[start of INPUT RECORDS]
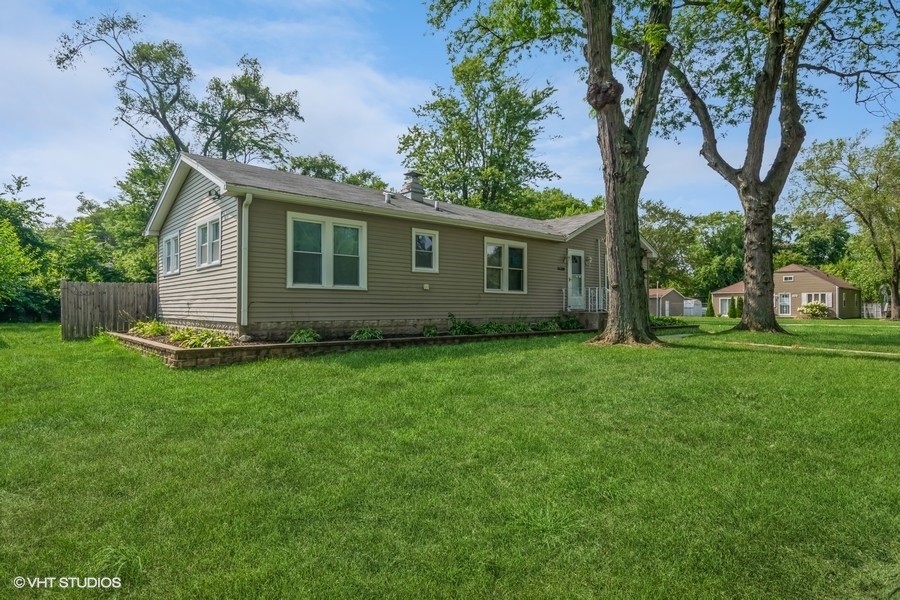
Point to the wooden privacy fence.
(87, 308)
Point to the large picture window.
(171, 255)
(325, 252)
(209, 243)
(505, 266)
(425, 251)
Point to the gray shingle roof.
(238, 177)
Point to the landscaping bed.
(178, 357)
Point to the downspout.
(837, 303)
(245, 252)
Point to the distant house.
(796, 285)
(666, 302)
(262, 252)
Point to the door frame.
(582, 305)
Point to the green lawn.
(539, 468)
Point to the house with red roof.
(797, 285)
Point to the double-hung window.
(171, 253)
(425, 251)
(209, 242)
(505, 266)
(326, 253)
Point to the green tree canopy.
(474, 144)
(849, 177)
(238, 119)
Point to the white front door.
(576, 279)
(784, 304)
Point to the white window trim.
(504, 286)
(328, 224)
(827, 298)
(434, 253)
(201, 225)
(177, 245)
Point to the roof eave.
(436, 218)
(177, 177)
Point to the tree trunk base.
(626, 339)
(760, 327)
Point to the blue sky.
(359, 66)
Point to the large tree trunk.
(759, 293)
(628, 319)
(623, 149)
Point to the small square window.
(209, 243)
(424, 251)
(171, 251)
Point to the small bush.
(546, 325)
(658, 321)
(199, 338)
(814, 310)
(304, 336)
(152, 328)
(461, 326)
(569, 322)
(367, 333)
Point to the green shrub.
(658, 321)
(152, 328)
(461, 326)
(814, 310)
(569, 322)
(367, 333)
(304, 336)
(546, 325)
(199, 338)
(492, 327)
(518, 327)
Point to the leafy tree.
(671, 233)
(239, 119)
(474, 143)
(717, 253)
(509, 29)
(777, 54)
(849, 177)
(15, 269)
(324, 166)
(551, 203)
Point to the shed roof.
(795, 268)
(238, 179)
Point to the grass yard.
(539, 468)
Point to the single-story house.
(262, 252)
(666, 302)
(796, 285)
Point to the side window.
(209, 243)
(424, 251)
(171, 252)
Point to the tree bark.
(623, 148)
(759, 281)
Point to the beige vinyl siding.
(394, 290)
(808, 283)
(206, 294)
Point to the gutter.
(245, 252)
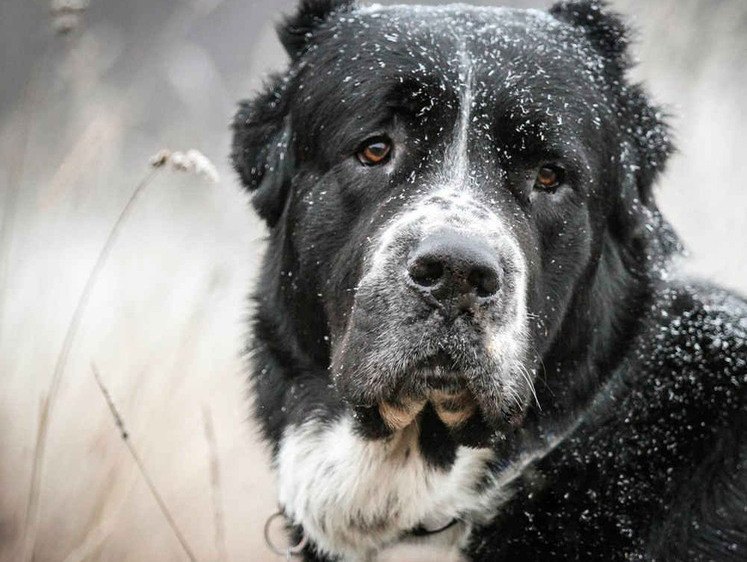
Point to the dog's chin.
(436, 392)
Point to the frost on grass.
(193, 162)
(67, 14)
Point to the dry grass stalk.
(119, 421)
(31, 525)
(215, 484)
(192, 161)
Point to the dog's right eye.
(375, 151)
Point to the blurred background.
(90, 91)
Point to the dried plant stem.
(215, 484)
(119, 421)
(31, 525)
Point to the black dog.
(465, 331)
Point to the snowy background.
(80, 116)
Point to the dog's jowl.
(467, 333)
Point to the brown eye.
(375, 152)
(549, 177)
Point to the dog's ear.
(643, 124)
(260, 152)
(295, 31)
(262, 133)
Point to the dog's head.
(445, 186)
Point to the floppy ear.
(262, 132)
(643, 126)
(260, 153)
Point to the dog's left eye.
(549, 177)
(375, 151)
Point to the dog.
(467, 329)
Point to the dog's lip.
(453, 404)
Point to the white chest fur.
(355, 497)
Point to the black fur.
(649, 372)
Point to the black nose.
(451, 266)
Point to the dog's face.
(441, 183)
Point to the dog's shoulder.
(656, 467)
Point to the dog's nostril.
(484, 281)
(426, 272)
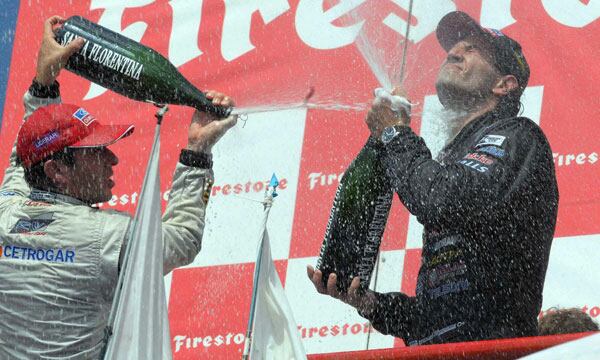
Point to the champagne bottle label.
(357, 221)
(106, 57)
(130, 68)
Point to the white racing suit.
(59, 260)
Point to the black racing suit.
(488, 206)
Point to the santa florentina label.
(106, 57)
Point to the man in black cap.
(488, 203)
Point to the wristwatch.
(388, 134)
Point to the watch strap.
(196, 159)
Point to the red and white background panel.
(270, 52)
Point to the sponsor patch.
(85, 117)
(34, 225)
(475, 165)
(450, 240)
(449, 288)
(207, 188)
(9, 251)
(492, 150)
(442, 273)
(496, 140)
(46, 140)
(484, 159)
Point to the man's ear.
(56, 171)
(506, 84)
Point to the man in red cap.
(60, 257)
(488, 203)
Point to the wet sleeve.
(392, 314)
(183, 220)
(14, 181)
(486, 173)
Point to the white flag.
(141, 326)
(274, 332)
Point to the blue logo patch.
(9, 251)
(46, 140)
(85, 117)
(40, 223)
(492, 150)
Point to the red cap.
(52, 128)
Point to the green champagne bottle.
(357, 220)
(130, 68)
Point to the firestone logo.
(579, 159)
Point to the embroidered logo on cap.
(494, 32)
(46, 140)
(85, 117)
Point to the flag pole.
(108, 330)
(270, 194)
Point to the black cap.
(507, 54)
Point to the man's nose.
(454, 56)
[end of INPUT RECORDS]
*WHAT THIS TASK INVOLVES:* Please rewrite the listing from the line with "Point to the dog's jowl." through the end, keeping each request and multiplying every point coordinate by 1.25, rounded to whole numbers with halves going up. Leave out the picture markers.

*EXPECTED ANSWER:*
Point to the dog's jowl.
(584, 416)
Point to the brown eye.
(469, 190)
(686, 221)
Point to the dog's ear.
(804, 155)
(325, 190)
(369, 39)
(328, 166)
Point to the dog's head.
(556, 233)
Point to the floppy ear.
(328, 165)
(804, 158)
(325, 191)
Point to the dog's left eye.
(686, 221)
(469, 189)
Point to the dog.
(584, 411)
Point to the dog's lip.
(566, 505)
Point to the white chest fur.
(444, 621)
Point to the black fur.
(811, 465)
Point to the black nose.
(564, 333)
Point to the dog's face.
(551, 229)
Point to the dog's shoulder.
(820, 584)
Point to the dog's nostril.
(605, 351)
(533, 340)
Point to the champagne bottle label.
(446, 276)
(133, 71)
(163, 85)
Point to the white racing suit.
(74, 325)
Point to the black racing suit.
(610, 258)
Point to the santa florentina label.
(133, 71)
Point to the man in black cap.
(610, 254)
Point to the wristwatch.
(485, 168)
Point to the watch strap.
(245, 199)
Point to the red and white background panel.
(338, 65)
Point to the sponsor patch.
(106, 146)
(43, 281)
(594, 206)
(563, 300)
(561, 360)
(259, 235)
(11, 314)
(615, 188)
(553, 341)
(620, 175)
(58, 175)
(605, 199)
Point to the man's ear.
(70, 214)
(633, 105)
Point to the man in red cap.
(75, 321)
(610, 254)
Point to the wet sleeve.
(490, 393)
(229, 275)
(18, 226)
(608, 216)
Point to the white flag.
(176, 408)
(343, 415)
Point to the blue logo patch.
(11, 314)
(58, 175)
(106, 146)
(50, 279)
(615, 188)
Point to the red cap.
(65, 160)
Point to the green champagne bottle.
(446, 275)
(163, 85)
Point to the firestone logo.
(724, 199)
Point to the embroidered logo on cap.
(618, 40)
(58, 175)
(106, 146)
Point to the flag pole.
(135, 413)
(338, 243)
Point to the black cap.
(634, 68)
Point to the man's nose.
(568, 70)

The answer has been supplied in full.